----- 來源 -----

FFmpeg 入門(1)：截取視頻幀_ZenDei技術網路在線

本文轉自：[FFmpeg 入門(1)：截取視頻幀 | www.samirchen.com][2] 背景在 Mac OS 上如果要運行教程中的相關代碼需要先安裝 FFmpeg，建議使用 brew 來安裝：或者你可以參考[在 Mac OS 上編譯 FFmpeg][5]使用源碼編譯和安裝 FFmpeg ...

本文轉自：FFmpeg 入門(1)：截取視頻幀 | www.samirchen.com

背景

在 Mac OS 上如果要運行教程中的相關代碼需要先安裝 FFmpeg，建議使用 brew 來安裝：

// 用 brew 安裝 FFmpeg：
brew install ffmpeg

或者你可以參考在 Mac OS 上編譯 FFmpeg使用源碼編譯和安裝 FFmpeg。

教程原文地址：http://dranger.com/ffmpeg/tutorial01.html，本文中的代碼做過部分修正。

概要

媒體文件通常有一些基本的組成部分。首先，文件本身被稱為「容器(container)」，容器的類型定義了文件的信息是如何存儲，比如，AVI、QuickTime 等容器格式。接著，你需要瞭解的概念是「流(streams)」，例如，你通常會有一路音頻流和一路視頻流。流中的數據元素被稱為「幀(frames)」。每路流都會被相應的「編/解碼器(codec)」進行編碼或解碼（codec 這個名字就是源於 COded 和 DECoded）。codec 定義了實際數據是如何被編解碼的，比如你用到的 codecs 可能是 DivX 和 MP3。「數據包(packets)」是從流中讀取的數據片段，這些數據片段中包含的一個個比特就是解碼後能最終被我們的應用程式處理的原始幀數據。為了達到我們音視頻處理的目標，每個數據包都包含著完整的幀，在音頻情況下，一個數據包中可能會包含多個音頻幀。

基於以上這些基礎，處理視頻流和音頻流的過程其實很簡單：

1：從 video.avi 文件中打開 video_stream。
2：從 video_stream 中讀取數據包到 frame。
3：如果數據包中的 frame 不完整，則跳到步驟 2。
4：處理 frame。
5：跳到步驟 2。

儘管在一些程式中上面步驟 4 處理 frame 的邏輯可能會非常複雜，但是在本文中的常式中，用 FFmpeg 來處理多媒體文件的部分會寫的比較簡單一些，這裡我們將要做的就是打開一個媒體文件，讀取其中的視頻流，將視頻流中獲取到的視頻幀寫入到 PPM 文件中保存起來。

下麵我們一步一步來實現。

打開媒體文件

首先，我們來看看如何打開媒體文件。在使用 FFmpeg 時，首先需要初始化對應的 Library。

#include <libavcodec/avcodec.h>
#include <libavformat/avformat.h>
#include <libswscale/swscale.h>
#include <libavutil/imgutils.h>
//...

int main(int argc, char *argv[]) {

    // Register all formats and codecs.
    av_register_all();

    // ...
}

上面的代碼會註冊 FFmpeg 庫中所有可用的「視頻格式」和「codec」，這樣當使用庫打開一個媒體文件時，就能找到對應的視頻格式處理程式和 codec 來處理。需要註意的是在使用 FFmpeg 時，你只需要調用 av_register_all() 一次即可，因此我們在 main 中調用。當然，你也可以根據需求只註冊給定的視頻格式和 codec，但通常你不需要這麼做。

----- 已存記錄 -----

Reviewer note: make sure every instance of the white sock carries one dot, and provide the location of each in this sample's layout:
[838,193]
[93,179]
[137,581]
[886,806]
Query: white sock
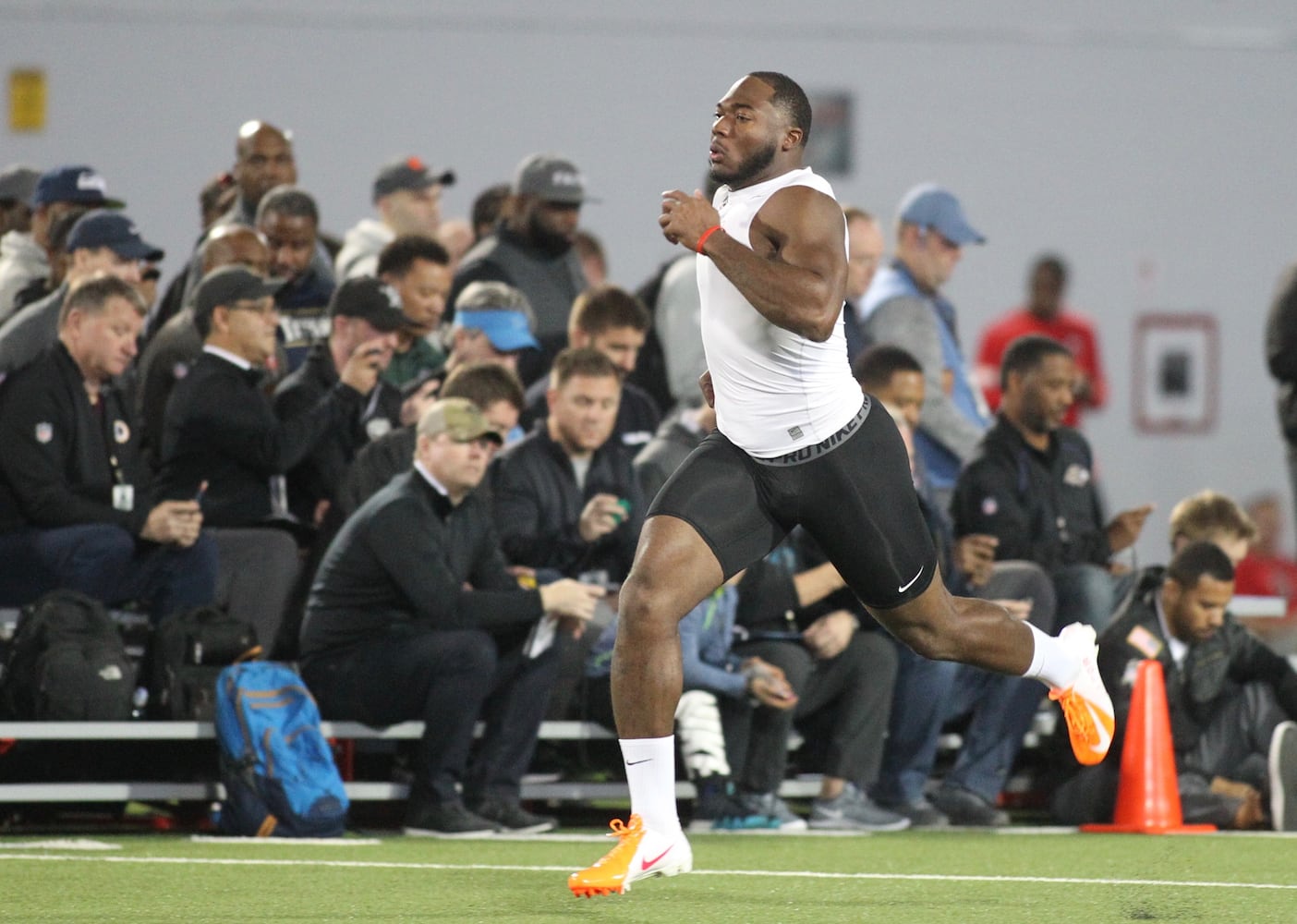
[1052,663]
[651,776]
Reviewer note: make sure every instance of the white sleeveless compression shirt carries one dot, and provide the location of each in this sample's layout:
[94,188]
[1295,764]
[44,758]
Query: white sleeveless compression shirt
[776,391]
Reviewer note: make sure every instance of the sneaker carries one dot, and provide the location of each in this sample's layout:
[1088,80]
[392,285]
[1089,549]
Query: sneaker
[851,810]
[639,854]
[718,808]
[1085,703]
[965,808]
[446,819]
[510,818]
[776,810]
[1283,776]
[921,812]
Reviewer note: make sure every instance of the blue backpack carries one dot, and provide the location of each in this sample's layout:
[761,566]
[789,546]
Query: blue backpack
[276,766]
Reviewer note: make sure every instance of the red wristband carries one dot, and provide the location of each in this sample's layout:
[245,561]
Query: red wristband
[705,235]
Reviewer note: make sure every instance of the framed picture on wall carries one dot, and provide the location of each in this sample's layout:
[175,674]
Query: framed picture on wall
[1177,372]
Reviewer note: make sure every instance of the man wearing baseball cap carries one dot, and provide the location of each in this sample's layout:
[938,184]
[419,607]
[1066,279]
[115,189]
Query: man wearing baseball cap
[532,249]
[366,317]
[407,198]
[25,257]
[414,615]
[904,305]
[102,241]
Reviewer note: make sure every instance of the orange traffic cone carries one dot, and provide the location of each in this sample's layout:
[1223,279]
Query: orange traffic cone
[1148,797]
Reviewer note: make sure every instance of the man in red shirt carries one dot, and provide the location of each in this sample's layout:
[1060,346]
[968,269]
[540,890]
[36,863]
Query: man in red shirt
[1044,313]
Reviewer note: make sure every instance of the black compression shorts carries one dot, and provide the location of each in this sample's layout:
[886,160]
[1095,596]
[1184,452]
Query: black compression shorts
[853,493]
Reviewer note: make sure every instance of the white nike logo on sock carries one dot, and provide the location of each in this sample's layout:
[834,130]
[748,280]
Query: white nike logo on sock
[909,583]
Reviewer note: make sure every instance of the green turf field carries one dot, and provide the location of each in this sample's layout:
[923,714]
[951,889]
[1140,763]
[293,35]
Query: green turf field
[907,878]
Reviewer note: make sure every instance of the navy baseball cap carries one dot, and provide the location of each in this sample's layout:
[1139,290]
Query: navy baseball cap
[79,185]
[931,207]
[408,174]
[115,231]
[507,330]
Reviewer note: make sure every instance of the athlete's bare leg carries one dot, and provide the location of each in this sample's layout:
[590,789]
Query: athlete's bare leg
[943,627]
[673,570]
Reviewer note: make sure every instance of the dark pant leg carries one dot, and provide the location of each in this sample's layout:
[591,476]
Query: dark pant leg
[918,708]
[850,696]
[513,714]
[766,750]
[413,673]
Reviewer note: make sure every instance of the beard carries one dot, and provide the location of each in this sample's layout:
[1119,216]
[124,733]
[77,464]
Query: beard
[748,167]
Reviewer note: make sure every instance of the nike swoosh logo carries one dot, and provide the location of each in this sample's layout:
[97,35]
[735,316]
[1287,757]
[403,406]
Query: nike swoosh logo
[646,863]
[909,583]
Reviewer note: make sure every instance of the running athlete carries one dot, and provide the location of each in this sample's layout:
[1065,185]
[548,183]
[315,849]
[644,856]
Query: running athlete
[795,444]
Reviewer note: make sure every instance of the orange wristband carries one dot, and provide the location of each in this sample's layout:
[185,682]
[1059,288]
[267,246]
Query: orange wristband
[709,233]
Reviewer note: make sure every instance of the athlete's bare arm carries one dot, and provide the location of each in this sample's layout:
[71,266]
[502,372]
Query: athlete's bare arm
[794,274]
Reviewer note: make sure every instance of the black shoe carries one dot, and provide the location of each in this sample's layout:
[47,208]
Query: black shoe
[511,818]
[965,808]
[445,819]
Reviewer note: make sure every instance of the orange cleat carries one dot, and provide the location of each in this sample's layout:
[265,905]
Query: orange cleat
[1085,703]
[639,854]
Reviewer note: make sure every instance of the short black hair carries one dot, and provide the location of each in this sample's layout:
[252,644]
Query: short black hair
[790,99]
[398,256]
[1198,560]
[877,365]
[288,200]
[1026,353]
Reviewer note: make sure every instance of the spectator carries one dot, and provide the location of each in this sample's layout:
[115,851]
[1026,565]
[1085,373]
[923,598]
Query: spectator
[407,198]
[493,388]
[100,241]
[1267,571]
[25,254]
[677,436]
[864,254]
[288,218]
[1033,487]
[1047,314]
[930,693]
[414,615]
[904,305]
[565,496]
[613,322]
[219,429]
[418,268]
[366,317]
[1231,699]
[178,343]
[77,506]
[532,248]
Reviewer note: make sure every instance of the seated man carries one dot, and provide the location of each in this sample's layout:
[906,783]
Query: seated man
[565,496]
[616,323]
[221,430]
[1231,699]
[1031,485]
[491,387]
[77,509]
[366,317]
[414,615]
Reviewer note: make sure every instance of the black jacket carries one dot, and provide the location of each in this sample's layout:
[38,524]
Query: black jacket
[60,456]
[1212,673]
[1043,507]
[320,475]
[407,555]
[219,427]
[539,506]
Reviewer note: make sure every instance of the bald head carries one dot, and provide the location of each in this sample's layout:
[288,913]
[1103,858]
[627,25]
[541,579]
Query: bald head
[263,159]
[230,244]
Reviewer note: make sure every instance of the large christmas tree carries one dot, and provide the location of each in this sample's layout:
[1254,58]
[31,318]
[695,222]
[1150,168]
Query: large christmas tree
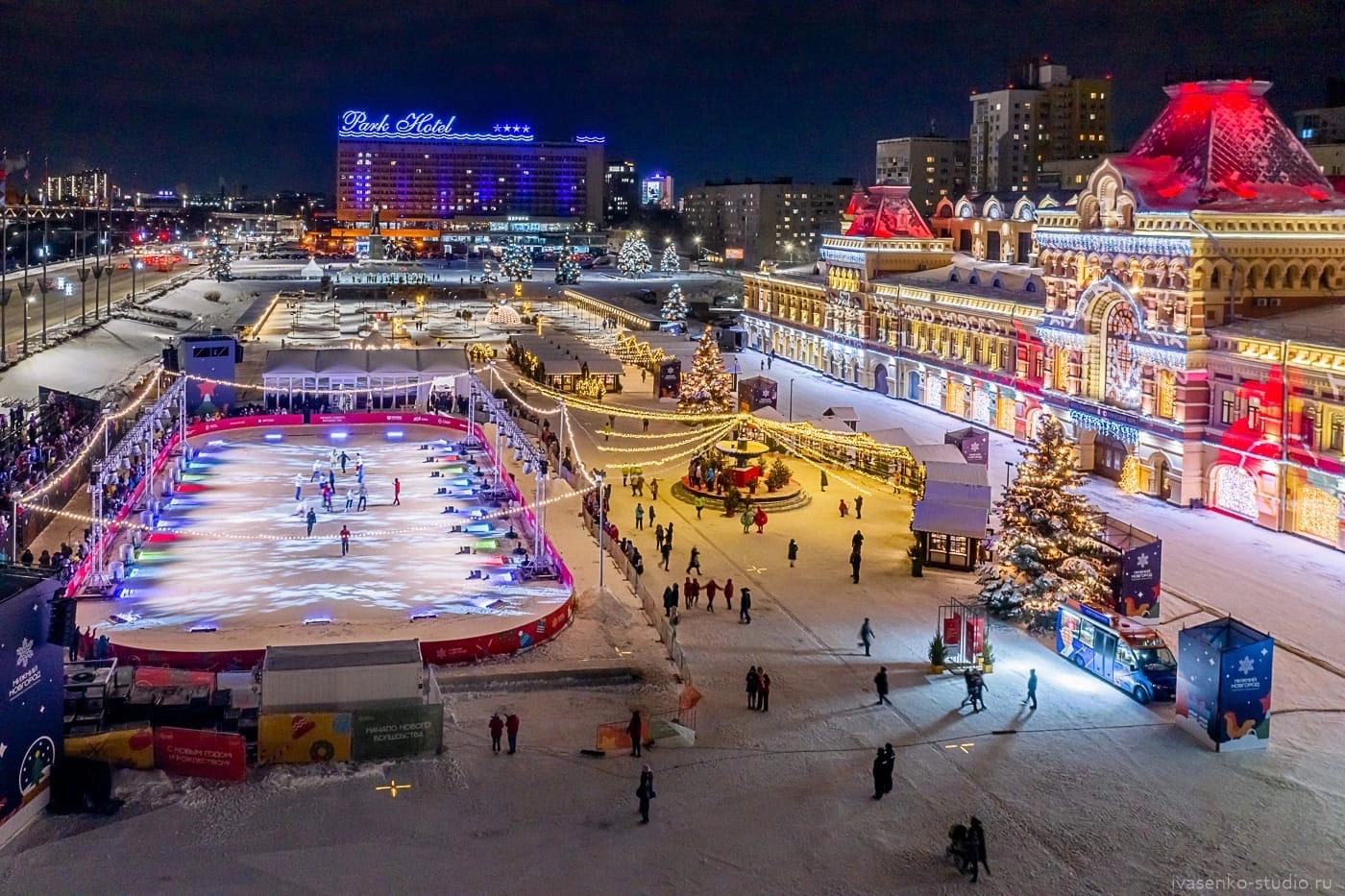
[567,268]
[706,388]
[674,307]
[1045,550]
[634,258]
[517,261]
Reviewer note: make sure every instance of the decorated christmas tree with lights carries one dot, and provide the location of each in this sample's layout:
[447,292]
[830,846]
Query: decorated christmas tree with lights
[634,258]
[706,388]
[674,307]
[517,261]
[568,268]
[1046,550]
[670,262]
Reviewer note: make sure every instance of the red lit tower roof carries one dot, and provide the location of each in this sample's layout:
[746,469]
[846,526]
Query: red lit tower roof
[885,213]
[1220,145]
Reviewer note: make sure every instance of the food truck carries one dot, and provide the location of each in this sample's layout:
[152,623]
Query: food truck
[1116,648]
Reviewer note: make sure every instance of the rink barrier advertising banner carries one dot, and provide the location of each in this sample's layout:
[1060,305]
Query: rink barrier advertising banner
[31,701]
[1140,580]
[397,731]
[303,738]
[201,754]
[433,651]
[1224,671]
[124,748]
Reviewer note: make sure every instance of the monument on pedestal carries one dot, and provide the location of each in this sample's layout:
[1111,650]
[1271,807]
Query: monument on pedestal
[376,237]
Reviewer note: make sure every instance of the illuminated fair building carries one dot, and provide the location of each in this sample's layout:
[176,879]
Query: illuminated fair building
[1181,315]
[430,177]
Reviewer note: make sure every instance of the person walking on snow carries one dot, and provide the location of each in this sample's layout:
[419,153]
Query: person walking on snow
[646,792]
[635,728]
[865,635]
[695,563]
[880,684]
[1032,689]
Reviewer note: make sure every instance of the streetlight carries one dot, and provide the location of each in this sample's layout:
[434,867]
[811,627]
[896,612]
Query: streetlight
[601,527]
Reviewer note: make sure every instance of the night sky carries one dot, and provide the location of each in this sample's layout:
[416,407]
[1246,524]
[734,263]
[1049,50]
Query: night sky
[170,93]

-----

* _待辦事項_:
• A. 根據 FFmpeg 教程回答：
(i) 在 Mac OS 上建議用什麼工具安裝 FFmpeg？
(ii) codec 這個名字源於哪兩個詞？
(iii) av_register_all() 只需要調用幾次？
• B. 接著這篇 FFmpeg 截取視頻幀教程的最後一句，續寫下一段。
這些記錄與 FFmpeg 教程無關。

* _各題答案_:
• A.
(i) brew
(ii) COded 和 DECoded
(iii) 一次

• B.
接下來我們就要準備打開媒體文件了，那麼媒體文件中有哪些信息是值得註意的呢？

是否包含：音頻、視頻。
碼流的封裝格式，用於解封裝。
視頻的編碼格式，用於初始化視頻解碼器
音頻的編碼格式，用於初始化音頻解碼器。
視頻的解析度、幀率、碼率，用於視頻的渲染。
音頻的採樣率、位寬、通道數，用於初始化音頻播放器。
碼流的總時長，用於展示、拖動 Seek。
其他 Metadata 信息，如作者、日期等，用於展示。

這些關鍵的媒體信息，被稱作 metadata，常常記錄在整個碼流的開頭或者結尾處，例如：wav 格式主要由 wav header 頭來記錄音頻的採樣率、通道數、位寬等關鍵信息；mp4 格式，則存放在 moov box 結構中；而 FLV 格式則記錄在 onMetaData 中等等。

avformat_open_input 這個函數主要負責伺服器的連接和碼流頭部信息的拉取，我們就用它來打開媒體文件：

AVFormatContext *pFormatCtx = NULL;

// Open video file.
if (avformat_open_input(&pFormatCtx, argv[1], NULL, NULL) != 0) {
    return -1; // Couldn't open file.
}

我們從程式入口獲得要打開文件的路徑，作為 avformat_open_input 函數的第二個參數傳入，這個函數會讀取媒體文件的文件頭並將文件格式相關的信息存儲在我們作為第一個參數傳入的 AVFormatContext 數據結構中。avformat_open_input 函數的第三個參數用於指定媒體文件格式，第四個參數是文件格式相關選項。如果你後面這兩個參數傳入的是 NULL，那麼 libavformat 將自動探測文件格式。

接下來對於媒體信息的探測和分析工作就要交給 avformat_find_stream_info 函數了：

// Retrieve stream information.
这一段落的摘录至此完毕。